### Instructions to follow:
Format only the lines below starting at the one containing "For every instance of the plush" and ending at the one containing "For every instance of the carpeted" as a Markdown table. Include both end lines, leave out blank lines, and use the columns Row, holding a running number, and Line.

### Records for processing:
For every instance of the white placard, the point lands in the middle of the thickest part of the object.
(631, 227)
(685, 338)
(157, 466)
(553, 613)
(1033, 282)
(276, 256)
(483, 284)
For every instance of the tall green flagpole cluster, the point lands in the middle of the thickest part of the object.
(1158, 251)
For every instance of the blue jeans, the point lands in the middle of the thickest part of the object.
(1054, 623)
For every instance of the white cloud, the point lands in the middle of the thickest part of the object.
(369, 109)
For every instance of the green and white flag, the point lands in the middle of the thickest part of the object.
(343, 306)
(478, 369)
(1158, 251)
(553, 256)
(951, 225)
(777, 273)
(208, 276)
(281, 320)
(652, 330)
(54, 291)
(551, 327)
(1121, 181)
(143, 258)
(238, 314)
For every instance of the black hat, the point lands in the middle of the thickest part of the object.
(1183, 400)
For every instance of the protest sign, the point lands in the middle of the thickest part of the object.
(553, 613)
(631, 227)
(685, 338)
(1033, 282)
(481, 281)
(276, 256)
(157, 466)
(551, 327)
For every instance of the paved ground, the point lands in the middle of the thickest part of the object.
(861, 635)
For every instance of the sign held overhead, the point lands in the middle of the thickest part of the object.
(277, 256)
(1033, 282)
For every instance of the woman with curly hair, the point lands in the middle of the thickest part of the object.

---

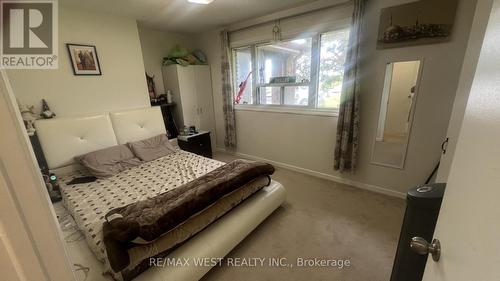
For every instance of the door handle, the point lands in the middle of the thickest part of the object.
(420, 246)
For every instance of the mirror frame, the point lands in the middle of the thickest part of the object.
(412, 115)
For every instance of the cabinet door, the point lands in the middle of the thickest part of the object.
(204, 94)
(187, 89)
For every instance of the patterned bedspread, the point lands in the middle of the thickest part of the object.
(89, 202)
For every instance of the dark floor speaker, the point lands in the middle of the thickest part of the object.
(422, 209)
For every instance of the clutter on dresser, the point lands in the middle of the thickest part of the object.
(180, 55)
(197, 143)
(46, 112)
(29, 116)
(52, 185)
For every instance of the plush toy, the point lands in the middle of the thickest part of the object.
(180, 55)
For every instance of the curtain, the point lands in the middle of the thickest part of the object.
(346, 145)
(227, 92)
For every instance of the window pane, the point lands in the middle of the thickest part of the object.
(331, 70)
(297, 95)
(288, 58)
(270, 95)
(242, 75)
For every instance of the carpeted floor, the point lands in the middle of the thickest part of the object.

### Finished answer:
| Row | Line |
|---|---|
| 1 | For every instance of the plush toy, the point lands in the middle of the thickest part of the object. |
| 2 | (180, 55) |
| 3 | For every instance of the curtain, the point lands in the middle of the thickest part of the object. |
| 4 | (346, 145) |
| 5 | (227, 92) |
| 6 | For every instance of the window pane, the point lands in the middle of the thickest part of the object. |
| 7 | (331, 70) |
| 8 | (297, 95) |
| 9 | (288, 58) |
| 10 | (270, 95) |
| 11 | (242, 75) |
| 12 | For every instance of the carpeted floor, the point lands in the middle of the thickest part of the object. |